YOUR INSTRUCTIONS =>
Will you quote only the lines starting at the one that contains "drop a point: the goat's neck" and ending with the last line of the listing below, inclusive?

☆ ☆ ☆ ☆ ☆ ☆ ☆

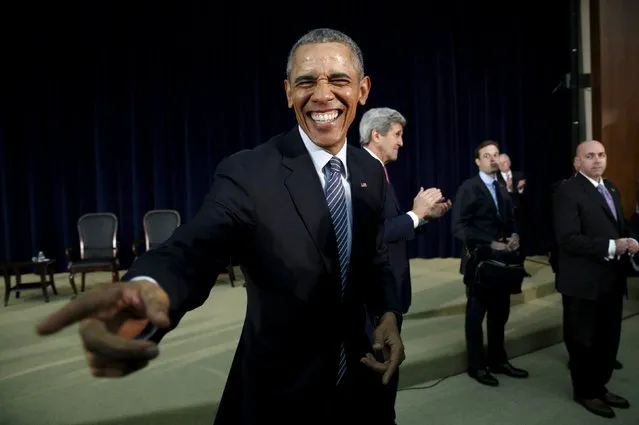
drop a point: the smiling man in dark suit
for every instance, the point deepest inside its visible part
(593, 239)
(381, 133)
(304, 213)
(483, 219)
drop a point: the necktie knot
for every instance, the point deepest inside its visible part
(335, 165)
(608, 198)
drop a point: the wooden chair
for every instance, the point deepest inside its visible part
(158, 226)
(98, 248)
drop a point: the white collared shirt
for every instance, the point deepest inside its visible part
(612, 246)
(417, 221)
(320, 158)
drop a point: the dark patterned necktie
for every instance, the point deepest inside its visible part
(336, 199)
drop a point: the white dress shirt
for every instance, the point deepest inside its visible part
(509, 175)
(612, 246)
(320, 158)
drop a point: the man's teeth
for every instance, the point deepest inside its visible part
(324, 117)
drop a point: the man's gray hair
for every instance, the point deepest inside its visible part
(380, 119)
(327, 35)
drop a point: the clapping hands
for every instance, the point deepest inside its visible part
(430, 203)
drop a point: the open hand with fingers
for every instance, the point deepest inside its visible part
(386, 339)
(429, 203)
(110, 317)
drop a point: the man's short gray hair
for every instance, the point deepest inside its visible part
(380, 119)
(327, 35)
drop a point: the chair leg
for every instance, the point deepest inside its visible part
(72, 283)
(231, 273)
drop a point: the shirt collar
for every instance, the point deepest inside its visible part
(373, 155)
(593, 181)
(489, 180)
(319, 156)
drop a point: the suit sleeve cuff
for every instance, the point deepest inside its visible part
(612, 248)
(415, 219)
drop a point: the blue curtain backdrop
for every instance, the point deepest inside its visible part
(124, 108)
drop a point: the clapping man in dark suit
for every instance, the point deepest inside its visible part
(483, 219)
(304, 213)
(381, 133)
(594, 239)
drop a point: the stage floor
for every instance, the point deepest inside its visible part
(47, 377)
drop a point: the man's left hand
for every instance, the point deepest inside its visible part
(521, 185)
(386, 339)
(513, 242)
(440, 209)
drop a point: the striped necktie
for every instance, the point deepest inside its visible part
(336, 199)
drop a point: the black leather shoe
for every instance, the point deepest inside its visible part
(509, 370)
(596, 406)
(615, 401)
(484, 377)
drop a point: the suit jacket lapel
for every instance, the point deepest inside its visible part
(305, 188)
(488, 195)
(596, 196)
(358, 187)
(393, 196)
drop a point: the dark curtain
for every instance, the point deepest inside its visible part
(124, 107)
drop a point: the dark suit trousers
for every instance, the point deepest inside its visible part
(388, 393)
(495, 305)
(352, 406)
(592, 330)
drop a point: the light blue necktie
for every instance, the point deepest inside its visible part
(336, 199)
(603, 190)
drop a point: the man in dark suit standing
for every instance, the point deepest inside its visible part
(513, 181)
(483, 220)
(381, 133)
(594, 239)
(304, 215)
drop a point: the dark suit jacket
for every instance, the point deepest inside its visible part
(267, 207)
(584, 226)
(475, 219)
(515, 195)
(398, 229)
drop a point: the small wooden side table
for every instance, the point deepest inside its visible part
(42, 268)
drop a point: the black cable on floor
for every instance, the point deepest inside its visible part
(426, 387)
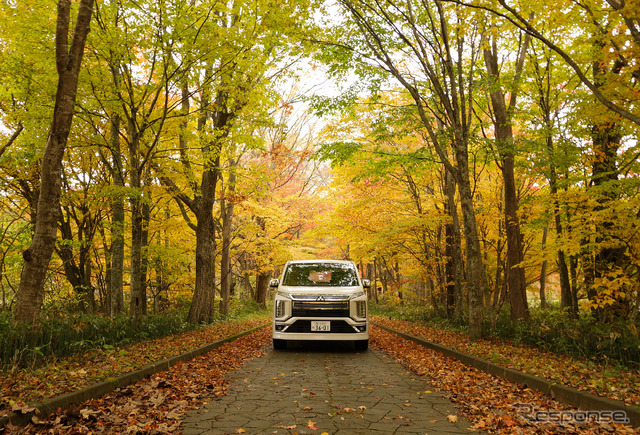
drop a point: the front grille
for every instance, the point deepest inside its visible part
(320, 309)
(337, 327)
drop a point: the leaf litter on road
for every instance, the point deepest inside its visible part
(157, 404)
(490, 403)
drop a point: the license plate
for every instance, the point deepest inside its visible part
(318, 326)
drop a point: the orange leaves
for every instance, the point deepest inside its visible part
(158, 404)
(489, 402)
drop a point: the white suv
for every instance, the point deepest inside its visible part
(320, 300)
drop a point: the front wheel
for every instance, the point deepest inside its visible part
(279, 344)
(361, 345)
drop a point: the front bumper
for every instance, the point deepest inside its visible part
(341, 329)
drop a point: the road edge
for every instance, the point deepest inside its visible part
(569, 395)
(63, 401)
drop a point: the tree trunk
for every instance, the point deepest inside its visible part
(516, 278)
(116, 281)
(136, 309)
(543, 271)
(202, 305)
(454, 266)
(37, 257)
(227, 210)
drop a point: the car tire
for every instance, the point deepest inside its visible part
(361, 345)
(279, 344)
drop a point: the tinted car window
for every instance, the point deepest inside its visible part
(320, 275)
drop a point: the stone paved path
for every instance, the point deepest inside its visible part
(329, 387)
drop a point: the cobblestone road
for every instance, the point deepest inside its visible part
(326, 388)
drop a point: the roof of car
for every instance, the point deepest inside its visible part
(322, 261)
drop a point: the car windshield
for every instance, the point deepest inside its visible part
(320, 275)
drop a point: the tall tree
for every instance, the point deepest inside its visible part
(503, 122)
(68, 64)
(441, 47)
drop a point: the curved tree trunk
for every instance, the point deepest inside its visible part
(37, 257)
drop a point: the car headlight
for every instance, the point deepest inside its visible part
(280, 308)
(283, 294)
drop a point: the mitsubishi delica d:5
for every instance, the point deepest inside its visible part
(320, 300)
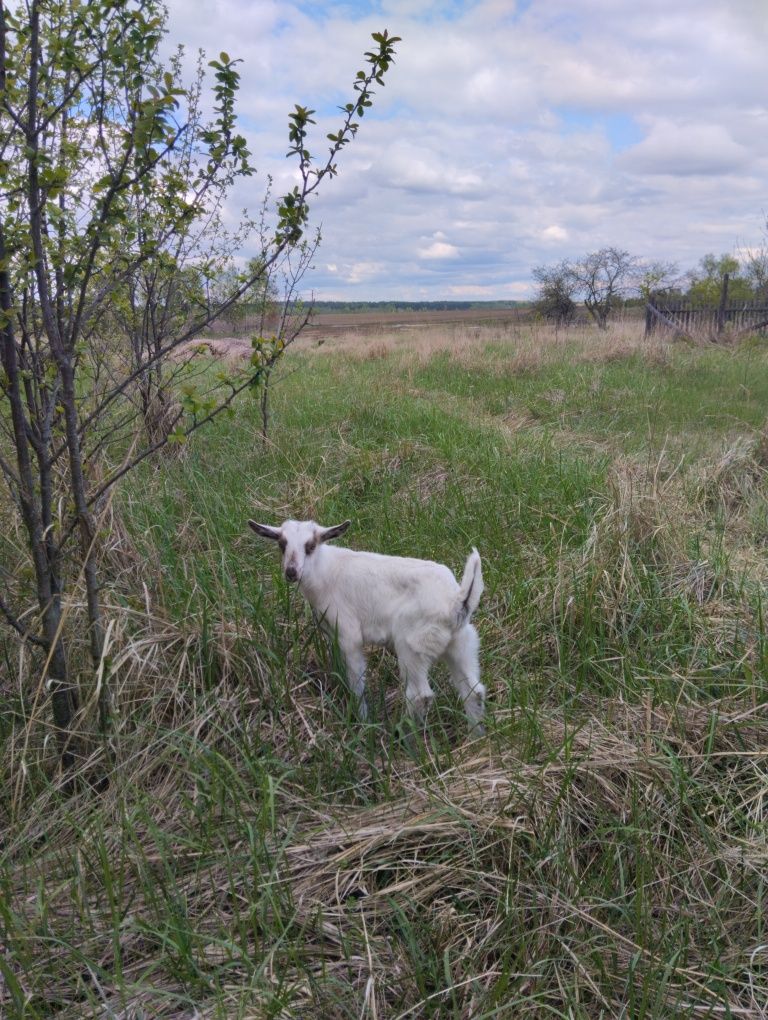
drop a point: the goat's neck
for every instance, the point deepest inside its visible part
(313, 583)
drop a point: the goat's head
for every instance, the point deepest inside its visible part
(298, 540)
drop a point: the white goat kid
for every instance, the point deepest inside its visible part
(414, 607)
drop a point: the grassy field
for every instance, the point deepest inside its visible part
(602, 852)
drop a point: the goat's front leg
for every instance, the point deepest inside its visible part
(354, 659)
(462, 658)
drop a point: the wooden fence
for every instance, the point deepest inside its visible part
(684, 318)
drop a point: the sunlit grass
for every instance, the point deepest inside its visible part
(259, 853)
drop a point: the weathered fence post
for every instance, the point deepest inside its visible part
(723, 303)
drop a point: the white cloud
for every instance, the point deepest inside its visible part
(439, 249)
(686, 150)
(526, 133)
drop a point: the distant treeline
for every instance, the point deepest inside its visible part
(410, 306)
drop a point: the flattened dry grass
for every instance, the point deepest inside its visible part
(257, 853)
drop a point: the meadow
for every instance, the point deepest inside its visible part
(602, 852)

☆ ☆ ☆ ☆ ☆ ☆ ☆

WRITTEN SOLUTION =>
drop a point: the goat's neck
for every instance, the point deepest inside its visible part
(313, 583)
drop a point: the goat's head
for every instance, the point deepest inside its visible part
(298, 540)
drop a point: the white goat kid
for every instance, the point deepest inside its visible part
(414, 607)
drop a point: the grassy field
for every instance, the point deepest inside its visible part
(602, 852)
drop a point: the goat's front leg
for every instance, the point deepest inside its visible part
(354, 659)
(462, 658)
drop a point: the wooden fence
for every instance, the point deepest inside its visible part
(684, 318)
drop a point: the sunlit grass
for every instance, the point deepest inside its visible part
(259, 853)
drop a point: the weathered fence post
for every instance, the point deepest inside its visible part
(723, 303)
drop a point: the white cloud
for every instance, the point deepest inside its visible part
(439, 249)
(686, 150)
(526, 133)
drop a point: the distant treeline
for every instance, the point deepest inside its visible part
(410, 306)
drop a point: the flattened dry grass
for every instance, the point deepest inside its visible part
(257, 853)
drop a point: the meadow
for every instance, the point deepest inside its visible part
(602, 852)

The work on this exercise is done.